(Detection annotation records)
- - - - - - -

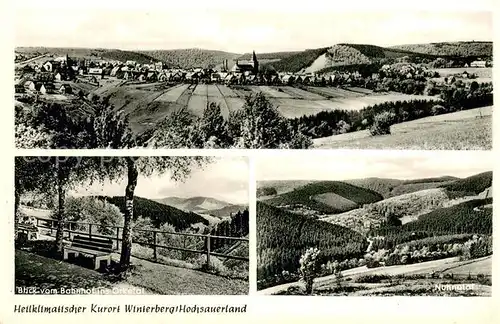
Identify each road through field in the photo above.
[313,107,493,150]
[258,256,491,295]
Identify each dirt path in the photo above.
[15,250,249,295]
[313,106,493,150]
[258,257,491,295]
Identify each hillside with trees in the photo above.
[15,47,158,64]
[100,196,209,230]
[266,181,383,213]
[443,171,493,196]
[257,202,368,286]
[140,48,241,69]
[390,41,493,57]
[373,198,493,236]
[344,176,462,199]
[210,209,250,251]
[266,47,328,72]
[321,188,450,234]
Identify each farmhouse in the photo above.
[14,84,25,93]
[231,51,259,75]
[59,84,73,94]
[281,74,295,84]
[43,61,61,72]
[24,80,35,90]
[146,71,158,82]
[470,61,486,67]
[39,83,56,94]
[87,68,102,75]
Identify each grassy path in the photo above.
[259,256,491,295]
[15,250,248,295]
[313,107,493,150]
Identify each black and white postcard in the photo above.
[14,156,249,295]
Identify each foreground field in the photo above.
[314,107,493,150]
[259,256,492,296]
[92,78,440,133]
[15,250,248,295]
[433,67,493,83]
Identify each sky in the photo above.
[14,4,493,53]
[255,151,493,181]
[70,157,249,204]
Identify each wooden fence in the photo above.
[35,217,249,266]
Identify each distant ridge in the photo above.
[15,41,493,72]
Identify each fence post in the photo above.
[116,226,120,250]
[153,231,158,262]
[206,233,210,270]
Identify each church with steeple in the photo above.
[231,51,259,75]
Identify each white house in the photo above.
[470,61,486,67]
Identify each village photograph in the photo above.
[256,151,493,296]
[14,7,493,150]
[12,156,249,295]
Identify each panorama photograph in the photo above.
[14,6,493,150]
[13,156,249,295]
[256,151,493,296]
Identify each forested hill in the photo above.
[100,196,209,230]
[141,48,241,69]
[257,202,368,286]
[390,41,493,57]
[266,181,383,213]
[257,42,493,72]
[15,47,157,64]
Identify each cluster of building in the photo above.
[16,52,476,94]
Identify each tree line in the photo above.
[257,202,368,285]
[290,81,493,138]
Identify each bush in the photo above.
[354,274,391,283]
[299,248,321,295]
[431,105,447,116]
[370,111,396,136]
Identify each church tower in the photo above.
[252,51,259,75]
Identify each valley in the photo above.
[257,168,492,296]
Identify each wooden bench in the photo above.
[17,223,38,241]
[63,235,113,270]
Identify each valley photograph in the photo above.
[12,156,249,295]
[256,151,493,296]
[14,7,493,150]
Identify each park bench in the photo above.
[17,223,38,241]
[63,235,113,270]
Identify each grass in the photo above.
[15,246,248,295]
[313,107,492,150]
[15,250,112,289]
[272,256,492,296]
[267,181,383,213]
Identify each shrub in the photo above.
[370,111,396,136]
[431,105,447,116]
[354,274,391,283]
[196,254,228,275]
[299,248,321,295]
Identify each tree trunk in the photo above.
[14,186,21,240]
[120,158,138,271]
[56,165,66,255]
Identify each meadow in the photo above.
[313,107,493,150]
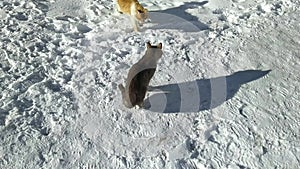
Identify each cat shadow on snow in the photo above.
[147,1,209,32]
[145,70,271,113]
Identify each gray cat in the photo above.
[118,42,163,108]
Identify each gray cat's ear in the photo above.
[118,84,125,93]
[157,43,162,49]
[147,42,151,48]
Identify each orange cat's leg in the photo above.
[130,3,139,32]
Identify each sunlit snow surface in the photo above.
[0,0,300,169]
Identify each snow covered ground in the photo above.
[0,0,300,169]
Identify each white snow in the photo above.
[0,0,300,169]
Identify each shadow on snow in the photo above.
[145,70,271,113]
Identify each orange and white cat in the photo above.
[116,0,148,32]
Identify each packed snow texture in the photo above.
[0,0,300,169]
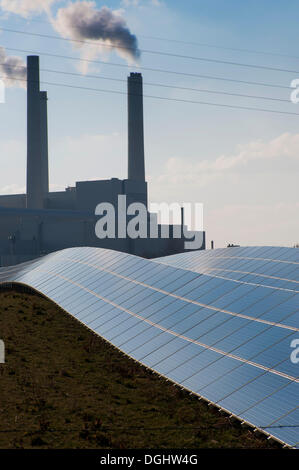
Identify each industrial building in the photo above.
[0,56,205,266]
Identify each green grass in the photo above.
[0,291,278,449]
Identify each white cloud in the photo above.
[158,133,299,186]
[0,0,59,18]
[205,202,299,247]
[50,133,126,186]
[0,46,26,88]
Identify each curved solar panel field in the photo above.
[0,247,299,447]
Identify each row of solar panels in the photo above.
[157,247,299,291]
[0,248,299,447]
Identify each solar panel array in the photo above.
[0,248,299,447]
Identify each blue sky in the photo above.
[0,0,299,247]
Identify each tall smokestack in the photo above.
[40,91,49,197]
[27,56,43,209]
[128,73,145,181]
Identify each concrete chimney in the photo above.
[27,56,43,209]
[128,73,145,181]
[40,91,49,197]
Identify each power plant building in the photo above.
[0,56,205,266]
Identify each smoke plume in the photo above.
[52,1,140,71]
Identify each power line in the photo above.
[0,63,290,104]
[2,76,299,116]
[3,46,290,90]
[0,27,299,74]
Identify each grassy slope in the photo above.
[0,292,277,448]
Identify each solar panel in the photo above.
[0,247,299,447]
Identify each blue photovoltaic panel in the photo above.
[155,247,299,291]
[0,247,299,447]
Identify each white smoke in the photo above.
[0,0,58,18]
[52,1,140,71]
[0,46,27,88]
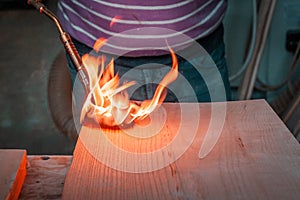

- - - - - - -

GIVEN INSTRUCTION:
Give the number of lines in the records above that contain the string "fence", with uppercase and lowercase treated as different. Reply with the number only.

SOLUTION TO THIS TASK:
2